라벨이 달린 영역 데이터 발췌:
****************

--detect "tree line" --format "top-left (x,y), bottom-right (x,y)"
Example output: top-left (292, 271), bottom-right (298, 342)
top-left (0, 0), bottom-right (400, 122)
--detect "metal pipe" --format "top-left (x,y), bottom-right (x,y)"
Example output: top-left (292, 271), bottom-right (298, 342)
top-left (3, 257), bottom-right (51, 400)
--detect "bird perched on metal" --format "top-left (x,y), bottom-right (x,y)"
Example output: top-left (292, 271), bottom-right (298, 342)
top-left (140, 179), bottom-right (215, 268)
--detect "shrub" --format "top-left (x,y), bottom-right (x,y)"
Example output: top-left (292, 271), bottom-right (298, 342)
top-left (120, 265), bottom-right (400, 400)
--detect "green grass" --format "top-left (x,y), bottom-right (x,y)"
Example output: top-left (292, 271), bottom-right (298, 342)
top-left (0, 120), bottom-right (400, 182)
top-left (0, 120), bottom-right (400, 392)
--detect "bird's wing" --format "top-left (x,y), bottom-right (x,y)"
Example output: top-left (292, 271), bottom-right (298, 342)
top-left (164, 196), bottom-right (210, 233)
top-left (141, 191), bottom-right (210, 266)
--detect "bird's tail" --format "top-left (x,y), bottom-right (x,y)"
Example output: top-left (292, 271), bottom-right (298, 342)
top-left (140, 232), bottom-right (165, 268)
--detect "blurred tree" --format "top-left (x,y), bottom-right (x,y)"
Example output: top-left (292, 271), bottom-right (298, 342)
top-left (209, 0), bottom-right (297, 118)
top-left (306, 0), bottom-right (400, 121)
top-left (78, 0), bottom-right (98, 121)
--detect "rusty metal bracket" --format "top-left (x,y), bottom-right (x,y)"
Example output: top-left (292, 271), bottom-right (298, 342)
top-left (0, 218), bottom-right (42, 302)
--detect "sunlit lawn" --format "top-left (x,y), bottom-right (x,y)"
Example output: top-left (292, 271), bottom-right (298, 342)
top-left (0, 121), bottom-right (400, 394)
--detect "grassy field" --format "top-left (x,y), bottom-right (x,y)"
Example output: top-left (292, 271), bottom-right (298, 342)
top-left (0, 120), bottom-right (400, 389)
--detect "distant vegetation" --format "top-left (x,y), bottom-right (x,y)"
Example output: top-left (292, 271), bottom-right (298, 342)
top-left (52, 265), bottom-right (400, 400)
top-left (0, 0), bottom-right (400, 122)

****************

■ 과제 안내 ■
항목의 첫 줄에서 시작해 "top-left (140, 232), bottom-right (165, 268)"가 들어 있는 줄에서 끝나는 부분을 JSON 문자열 목록으로 바꿔 쓰세요. 양 끝 줄을 포함해 한 줄마다 문자열 하나로 하고, 빈 줄은 빼세요.

■ 연습 답안 ■
[
  "--detect \"tree line\" --format \"top-left (x,y), bottom-right (x,y)\"",
  "Example output: top-left (292, 271), bottom-right (298, 342)",
  "top-left (0, 0), bottom-right (400, 122)",
  "--detect \"metal pipe\" --format \"top-left (x,y), bottom-right (x,y)\"",
  "Example output: top-left (292, 271), bottom-right (298, 342)",
  "top-left (3, 257), bottom-right (51, 400)",
  "--detect \"bird perched on metal\" --format \"top-left (x,y), bottom-right (x,y)\"",
  "Example output: top-left (292, 271), bottom-right (298, 342)",
  "top-left (140, 179), bottom-right (215, 268)",
  "--detect \"shrub\" --format \"top-left (x,y), bottom-right (x,y)\"",
  "Example output: top-left (292, 271), bottom-right (298, 342)",
  "top-left (120, 265), bottom-right (400, 400)",
  "--detect \"green grass\" --format \"top-left (x,y), bottom-right (x,y)\"",
  "Example output: top-left (292, 271), bottom-right (298, 342)",
  "top-left (0, 120), bottom-right (400, 182)",
  "top-left (0, 120), bottom-right (400, 392)",
  "--detect \"bird's wing\" --format \"top-left (x,y), bottom-right (x,y)\"",
  "Example output: top-left (292, 271), bottom-right (298, 342)",
  "top-left (164, 196), bottom-right (210, 233)",
  "top-left (141, 191), bottom-right (210, 266)",
  "--detect \"bird's tail\" --format \"top-left (x,y), bottom-right (x,y)\"",
  "Example output: top-left (292, 271), bottom-right (298, 342)",
  "top-left (140, 232), bottom-right (165, 268)"
]